# TEXT SHOWN
I am just getting into servos myself and it has been very difficult finding info. Two companies jump out as very helpful.
www.EFX-tek.com (join their forums, super helpful!)
www.Servocity.com
I prefer electric motors and servos because I go for more subtle animatronics. Like five or six rats on a corpse that turn and look at the guests as they pass by the bodies the rats are munching on. Making a caged body swing slightly to add movement to a set. The rocking granny (by distortions) is a great example of a simple electric animatronic. I like the subtle movements that distract the patrons and then allow the actor to be the force of violence and chaos in the room.
I suppose that I should say that the subtle things that I do are more like a part of the environment as opposed to the big pneumatics that are often the focus of the room. To me they always seem to never quite fit into their surroundings. I also never find them to be believable and I try very hard to not snap the patrons out of the world I attempt to create.

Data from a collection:
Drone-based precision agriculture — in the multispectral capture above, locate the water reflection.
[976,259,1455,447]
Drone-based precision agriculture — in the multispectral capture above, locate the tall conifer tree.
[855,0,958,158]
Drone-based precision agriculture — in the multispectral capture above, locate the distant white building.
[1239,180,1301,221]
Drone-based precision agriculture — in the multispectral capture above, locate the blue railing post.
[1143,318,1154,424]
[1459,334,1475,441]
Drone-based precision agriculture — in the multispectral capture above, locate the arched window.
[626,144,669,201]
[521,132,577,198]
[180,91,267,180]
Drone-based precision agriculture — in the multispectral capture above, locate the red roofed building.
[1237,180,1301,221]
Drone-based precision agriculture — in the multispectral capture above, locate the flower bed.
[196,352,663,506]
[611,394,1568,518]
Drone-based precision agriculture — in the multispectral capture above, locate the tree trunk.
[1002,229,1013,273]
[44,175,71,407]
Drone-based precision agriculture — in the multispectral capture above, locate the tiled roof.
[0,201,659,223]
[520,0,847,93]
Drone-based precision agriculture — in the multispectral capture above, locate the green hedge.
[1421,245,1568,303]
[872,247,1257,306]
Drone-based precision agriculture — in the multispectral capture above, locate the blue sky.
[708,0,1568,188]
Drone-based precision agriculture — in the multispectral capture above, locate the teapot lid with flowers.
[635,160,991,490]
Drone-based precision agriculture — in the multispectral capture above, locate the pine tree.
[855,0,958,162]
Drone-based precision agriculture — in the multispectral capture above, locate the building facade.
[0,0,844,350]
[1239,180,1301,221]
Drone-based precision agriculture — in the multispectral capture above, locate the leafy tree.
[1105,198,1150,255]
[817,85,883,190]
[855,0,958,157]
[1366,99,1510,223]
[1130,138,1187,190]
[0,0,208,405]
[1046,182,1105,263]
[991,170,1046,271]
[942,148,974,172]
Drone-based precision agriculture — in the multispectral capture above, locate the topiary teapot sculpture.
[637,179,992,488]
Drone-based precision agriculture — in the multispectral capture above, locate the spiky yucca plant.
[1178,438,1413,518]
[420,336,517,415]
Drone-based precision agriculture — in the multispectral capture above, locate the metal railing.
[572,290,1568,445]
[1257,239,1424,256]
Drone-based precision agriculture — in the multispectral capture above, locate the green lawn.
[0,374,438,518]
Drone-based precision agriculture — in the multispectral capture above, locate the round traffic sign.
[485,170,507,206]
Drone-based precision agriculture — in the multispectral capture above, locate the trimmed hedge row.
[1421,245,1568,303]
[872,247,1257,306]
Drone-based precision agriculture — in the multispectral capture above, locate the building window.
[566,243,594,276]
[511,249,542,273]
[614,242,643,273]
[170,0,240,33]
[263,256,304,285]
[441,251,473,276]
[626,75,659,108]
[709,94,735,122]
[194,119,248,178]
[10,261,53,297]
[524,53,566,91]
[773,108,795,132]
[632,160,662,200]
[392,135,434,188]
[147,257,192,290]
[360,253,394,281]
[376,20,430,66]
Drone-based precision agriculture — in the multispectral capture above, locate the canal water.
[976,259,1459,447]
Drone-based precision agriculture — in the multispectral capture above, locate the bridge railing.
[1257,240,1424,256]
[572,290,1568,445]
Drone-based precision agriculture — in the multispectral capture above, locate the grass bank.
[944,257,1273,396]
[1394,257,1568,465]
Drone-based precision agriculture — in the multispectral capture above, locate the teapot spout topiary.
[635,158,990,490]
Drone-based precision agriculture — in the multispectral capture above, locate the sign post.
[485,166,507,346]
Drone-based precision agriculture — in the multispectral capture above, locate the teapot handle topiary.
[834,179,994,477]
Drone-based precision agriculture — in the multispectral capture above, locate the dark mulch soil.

# THE TASK
Continue the post about servos and subtle animatronics, starting right after its last sentence.

# OUTPUT
All approaches have their place for sure, I just like a certain style of show. Its a style preference. If you want violence then go pneumatic, If you want atmosphere or lighter scares go servo.
I am doing a seminar on stilts and costumes that break the form of the actors body at transworld. Its a speed seminar so its on WED.
I also make myself very accessible at the show (and the Ren Grand bar afterwards) so please feel free to come and talk to me (that goes for everyone).
I do contribute alot I want to help others be good at something I am passionate about. Im one of the rare full time haunters and helping others keeps me from getting burned out.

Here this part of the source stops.